PROBLEMS TO WORK ON
[1] From the risk-factor text on growth, system failures, and Internet dependence, output the passage between "We are highly" and "our operating results.", inclusive, copying it word for word.
[2] Continue the risk-factor text on growth, system failures, and Internet dependence from the point where it stops.

We plan to expand our operations. Our growth, if it occurs, will impose significant demands on our management, financial, technical and other resources. We must adapt to changing business conditions and improve existing systems or implement new systems for our financial and management controls, reporting systems and procedures and expand, train and manage a growing employee base in order to manage our future growth. Furthermore, we may acquire existing companies or enter into strategic alliances with third parties, in order to achieve rapid growth. For us to succeed, we must make our existing business and systems work effectively with those of any strategic partners without undue expense, management distraction or other disruptions to our business. We may be unable to implement our business plan if we fail to manage any of the above growth challenges successfully. Our financial results may suffer and we could be materially and adversely affected if that occurs.
17
Our business and operations would suffer in the event of system failures.
Our success, in particular our ability to successfully facilitate securities brokerage transactions and provide high-quality customer service, largely depends on the efficient and uninterrupted operation of our computer and communications hardware systems. Our systems and operations are vulnerable to damage or interruption from fire, flood, power loss, telecommunication failures, break-ins, earthquake and similar events. Despite the implementation of network security measures, our servers are vulnerable to computer viruses, physical or electronic break-ins and similar disruptions, which could lead to interruptions, delays, loss of data or the inability to accept and fulfill customer orders. Additionally, computer viruses may cause our systems to incur delays or other service interruptions, which may cause us to incur additional operating expenses to correct problems we may experience. Any of the foregoing problems could materially adversely affect our business or future results of operations.
We are highly dependent on proprietary and third-party systems, therefore system failures could significantly disrupt our business.
Our business is highly dependent on communications and information systems, including systems provided by our clearing brokers. Any failure or interruption of our systems, the systems of our clearing broker or third party trading systems could cause delays or other problems in our securities trading activities, which could have a material adverse effect on our operating results.
In addition, our clearing brokers provide our principal disaster recovery system. We cannot assure you that we or our clearing brokers will not suffer any systems failure or interruption, including one caused by an earthquake, fire, other natural disaster, power or telecommunications failure, act of God, act of war or otherwise, or that our or our clearing brokers back-up procedures and capabilities in the event of any such failure or interruption will be adequate.
Our business is dependent on the development and maintenance of the Internet and telecommunications infrastructure.
Our success will depend, in part, upon the development and maintenance of the Internet and telecommunications infrastructure as a reliable network backbone with the necessary speed, data capacity and security, and timely development of enabling products, such as high-speed modems, for providing reliable Internet access and services. We cannot assure you that the Internet infrastructure will continue to effectively support the demands placed on it as the Internet continues to experience increased numbers of users, greater frequency of use or increased bandwidth requirements of users. Furthermore, in the past, the Internet has experienced a variety of outages and other delays. Any future outages or delays could affect our ability to use the Internet in our securities brokerage operations. Our business, results of operations and financial condition could be materially and adversely affected if any of these events occur.

THE DATA
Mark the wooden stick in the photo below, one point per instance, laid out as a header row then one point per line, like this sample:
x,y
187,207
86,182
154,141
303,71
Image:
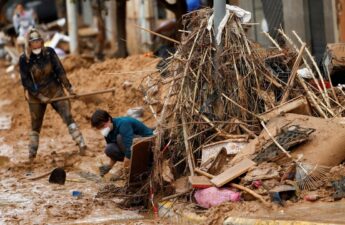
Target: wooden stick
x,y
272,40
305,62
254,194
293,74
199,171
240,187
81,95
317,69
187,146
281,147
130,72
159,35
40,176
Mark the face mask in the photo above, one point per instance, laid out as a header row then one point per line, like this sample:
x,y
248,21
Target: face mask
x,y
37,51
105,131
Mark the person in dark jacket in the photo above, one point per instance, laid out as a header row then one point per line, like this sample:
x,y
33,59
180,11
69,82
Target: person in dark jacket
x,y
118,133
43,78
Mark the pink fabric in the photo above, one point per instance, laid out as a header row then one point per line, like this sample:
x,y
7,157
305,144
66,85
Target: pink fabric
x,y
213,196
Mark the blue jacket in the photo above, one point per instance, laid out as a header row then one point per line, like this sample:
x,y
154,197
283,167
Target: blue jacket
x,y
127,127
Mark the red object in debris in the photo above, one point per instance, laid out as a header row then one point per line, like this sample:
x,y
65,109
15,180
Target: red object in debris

* * *

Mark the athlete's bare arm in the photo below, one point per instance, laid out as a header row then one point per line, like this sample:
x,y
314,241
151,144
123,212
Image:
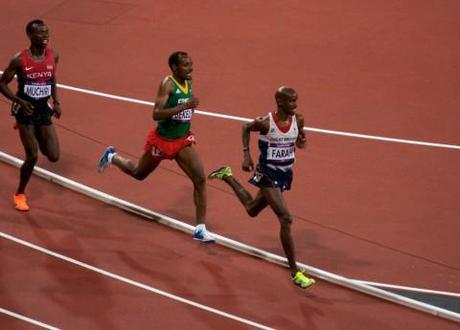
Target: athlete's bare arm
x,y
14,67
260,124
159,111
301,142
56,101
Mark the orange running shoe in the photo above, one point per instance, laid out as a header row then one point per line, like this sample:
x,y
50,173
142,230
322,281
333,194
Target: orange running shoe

EXERCISE RESULTS
[1]
We are highly dependent on proprietary and third-party systems, therefore system failures could significantly disrupt our business.
Our business is highly dependent on communications and information systems, including systems provided by our clearing brokers. Any failure or interruption of our systems, the systems of our clearing broker or third party trading systems could cause delays or other problems in our securities trading activities, which could have a material adverse effect on our operating results.

[2]
We may incur liability for information retrieved from or transmitted over the Internet because our business involves the transmission of information.
We may be subject to claims relating to information that is posted or made available on our web site, including claims for defamation, obscenity, negligence, or copyright or trademark infringement. We also may be subject to claims based on the nature, publication or distribution of our content or based on errors or false or misleading information provided on our web site or other third-party posting locations. Although we have commercial general liability insurance with $1 million coverage per occurrence and $2 million in the aggregate, an umbrella policy with $5 million of coverage and errors and omissions and directors and officers coverage, awards may exceed policy amounts. Our insurance may not provide for coverage for certain of these types of claims and, therefore, may not adequately protect us against them. In addition, we could incur significant costs in investigating and defending such claims, even if we ultimately are not found liable. Our business, results of operations and financial condition could be materially and adversely affected if any of these events occur.
Our common stock price may be volatile, which could adversely affect the value of your shares.
The market price of our common stock has in the past been, and may in the future continue to be, volatile. A variety of events may cause the market price of our common stock to fluctuate significantly, including:
| variations in quarterly operating results; |
18
| our announcements of significant contracts, milestones, acquisitions; |
| our relationships with other companies; |
| our ability to obtain needed capital commitments; |
| additions or departures of key personnel; |
| sales of common stock or termination of stock transfer restrictions; |
| general economic conditions, including conditions in the securities brokerage and investment banking markets; |
| changes in financial estimates by securities analysts; and |
| fluctuation in stock market price and volume. |
Many of these factors are beyond our control. Any one of the factors noted herein could have an adverse effect on the value of our common stock.
In addition, the stock market in recent years has experienced significant price and volume fluctuations that have particularly affected the market prices of equity securities of many companies and that often have been unrelated to the operating performance of such companies. These market fluctuations have adversely impacted the price of our common stock and may do so in the future.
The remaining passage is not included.